Texte cité:
******

Le feu peut être celui de l’amour.  Ainsi Christophe Esnault qui décrit d’abord « une adolescence sans flamme (sans amour) sans vie ». Plus tard, il retrouvera autrement cette adolescence manquée : « C’est avec la peau et les baisers que l’on fait les feux les plus hauts ». Le feu de l’amour peut se transcrire en une version persane. Ainsi Clément Rossi évoque cette amoureuse qui l’enlace « si fort » qu’il sentira « des mois après le dessin de ses mains » sur ses omoplates et « le relief de ses omoplates »   sur ses propres mains. Et pourtant, « Lou va arriver et j’ai déjà hâte qu’elle reparte pour… rêver ». Voilà qui nous transporte chez le poète Qays-Madjoun et Leyla, conte où la Leyla rêvée est plus importante que la femme réelle. L’amour d’une femme est-il plus important que celle qui le suscite ? Cependant l’amour peut être un hymne de Miel Pagès à Médée, ce « volcan parmi les étourneaux », cette « petite-fille du soleil » : « Il m’a semblé qu’elle pouvait être belle si des flammes lui léchaient le fente ».

Et il peut aussi être celui du langage, lorsqu’il est cet adjectif signalant  les décès : « Feux les exécutés » par Benoit Daudinat. Dans la liste des hommes exécutés au Texas, l’un Troy Clark qui écrivait des poèmes, a noyé une femme dans sa baignoire et disposait d’une arme à feu (22 colibris) ; l’autre Jeffrey est meurtrier révolté d’un agent de police : « tous ces bouffons de flics, assassins de gamins innocents ».

Et puis j’ai une ferveur pour les  énigmatiques  les « en-allées » de Catherine Bedarida « éloignées / du feu des volcans /  les en-allées marchent pieds nus ». Sont-elles des mortes ?  Des braises ?  Des étoiles ou des laves ? Qu’importe d’ailleurs puisqu’elles s’en sont allées… sans disparaître de sa mémoire. Au matin, elle se lavent « dans un reflet de ciel », « elles marchent / hébergées par le vent le ciel l’horizon ». Je les rêve.

Notes

(1) 451 degrés, température où le papier s’enflamme version Farenheit, soit 232,8  degrés en version celsius.

(2) Louis Blanc 1839, puis Marx 1875.

******

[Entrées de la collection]

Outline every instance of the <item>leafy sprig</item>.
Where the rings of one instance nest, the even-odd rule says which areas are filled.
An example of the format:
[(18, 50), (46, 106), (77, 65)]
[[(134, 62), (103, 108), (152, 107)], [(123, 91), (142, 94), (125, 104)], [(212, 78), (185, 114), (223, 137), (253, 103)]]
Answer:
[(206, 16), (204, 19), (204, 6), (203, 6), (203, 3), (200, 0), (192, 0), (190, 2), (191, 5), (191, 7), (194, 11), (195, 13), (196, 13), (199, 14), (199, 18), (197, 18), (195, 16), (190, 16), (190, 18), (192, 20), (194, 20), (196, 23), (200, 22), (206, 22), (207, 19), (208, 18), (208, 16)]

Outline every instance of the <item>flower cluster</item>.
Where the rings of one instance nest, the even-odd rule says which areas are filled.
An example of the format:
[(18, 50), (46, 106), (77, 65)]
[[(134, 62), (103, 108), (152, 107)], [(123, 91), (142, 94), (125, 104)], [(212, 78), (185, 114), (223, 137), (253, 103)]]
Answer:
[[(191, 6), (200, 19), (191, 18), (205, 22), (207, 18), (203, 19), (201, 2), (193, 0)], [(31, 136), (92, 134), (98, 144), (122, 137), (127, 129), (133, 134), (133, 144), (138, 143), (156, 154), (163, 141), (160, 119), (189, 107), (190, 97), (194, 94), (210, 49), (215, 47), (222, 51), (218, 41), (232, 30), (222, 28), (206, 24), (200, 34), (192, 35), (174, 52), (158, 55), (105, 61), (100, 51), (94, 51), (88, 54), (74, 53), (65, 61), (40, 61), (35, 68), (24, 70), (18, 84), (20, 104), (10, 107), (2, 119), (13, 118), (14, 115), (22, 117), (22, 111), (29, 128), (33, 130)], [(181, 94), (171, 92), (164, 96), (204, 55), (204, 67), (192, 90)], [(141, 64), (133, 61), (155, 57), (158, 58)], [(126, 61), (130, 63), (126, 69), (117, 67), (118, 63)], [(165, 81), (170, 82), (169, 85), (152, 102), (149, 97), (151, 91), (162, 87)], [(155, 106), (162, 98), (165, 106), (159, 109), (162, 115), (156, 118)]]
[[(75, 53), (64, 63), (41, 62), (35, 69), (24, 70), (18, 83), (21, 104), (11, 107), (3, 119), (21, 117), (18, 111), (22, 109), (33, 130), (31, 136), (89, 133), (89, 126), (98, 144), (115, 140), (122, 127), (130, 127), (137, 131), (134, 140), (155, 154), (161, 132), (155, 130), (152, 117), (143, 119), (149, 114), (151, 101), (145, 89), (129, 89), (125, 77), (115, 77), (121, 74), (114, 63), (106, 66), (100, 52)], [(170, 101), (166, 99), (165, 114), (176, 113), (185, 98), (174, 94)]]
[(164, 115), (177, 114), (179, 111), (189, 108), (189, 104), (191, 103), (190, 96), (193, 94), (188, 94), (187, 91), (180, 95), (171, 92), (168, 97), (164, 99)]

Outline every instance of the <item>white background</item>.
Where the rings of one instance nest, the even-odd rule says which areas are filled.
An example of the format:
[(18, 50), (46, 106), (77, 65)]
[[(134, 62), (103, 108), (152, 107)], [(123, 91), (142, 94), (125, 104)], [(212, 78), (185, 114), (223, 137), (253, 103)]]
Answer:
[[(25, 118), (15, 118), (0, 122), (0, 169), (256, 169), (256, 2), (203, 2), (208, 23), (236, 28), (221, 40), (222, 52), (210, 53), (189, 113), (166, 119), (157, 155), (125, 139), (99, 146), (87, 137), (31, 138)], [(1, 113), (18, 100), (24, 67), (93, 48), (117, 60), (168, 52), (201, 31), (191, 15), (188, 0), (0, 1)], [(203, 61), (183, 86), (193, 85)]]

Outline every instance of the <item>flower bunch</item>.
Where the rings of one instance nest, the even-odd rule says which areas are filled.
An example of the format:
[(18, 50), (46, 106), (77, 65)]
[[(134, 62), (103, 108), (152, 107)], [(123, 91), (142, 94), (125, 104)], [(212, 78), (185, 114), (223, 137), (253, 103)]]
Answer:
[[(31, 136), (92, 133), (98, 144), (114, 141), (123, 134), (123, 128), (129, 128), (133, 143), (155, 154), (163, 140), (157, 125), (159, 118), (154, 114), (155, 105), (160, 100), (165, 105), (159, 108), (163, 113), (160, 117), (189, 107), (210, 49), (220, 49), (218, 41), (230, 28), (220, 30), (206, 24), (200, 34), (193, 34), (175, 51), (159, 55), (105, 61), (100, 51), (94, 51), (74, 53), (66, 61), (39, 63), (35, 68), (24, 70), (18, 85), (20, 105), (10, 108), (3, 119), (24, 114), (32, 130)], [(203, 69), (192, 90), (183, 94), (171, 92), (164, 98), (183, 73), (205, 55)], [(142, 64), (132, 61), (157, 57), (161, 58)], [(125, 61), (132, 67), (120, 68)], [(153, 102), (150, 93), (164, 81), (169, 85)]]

******

À faire: Reprenez le passage du texte cité situé entre « Et puis j’ai » et « puis Marx 1875. », bornes incluses, en remplaçant « volcans » par « montagnes ».

Corrigé:
Et puis j’ai une ferveur pour les  énigmatiques  les « en-allées » de Catherine Bedarida « éloignées / du feu des montagnes /  les en-allées marchent pieds nus ». Sont-elles des mortes ?  Des braises ?  Des étoiles ou des laves ? Qu’importe d’ailleurs puisqu’elles s’en sont allées… sans disparaître de sa mémoire. Au matin, elle se lavent « dans un reflet de ciel », « elles marchent / hébergées par le vent le ciel l’horizon ». Je les rêve.

Notes

(1) 451 degrés, température où le papier s’enflamme version Farenheit, soit 232,8  degrés en version celsius.

(2) Louis Blanc 1839, puis Marx 1875.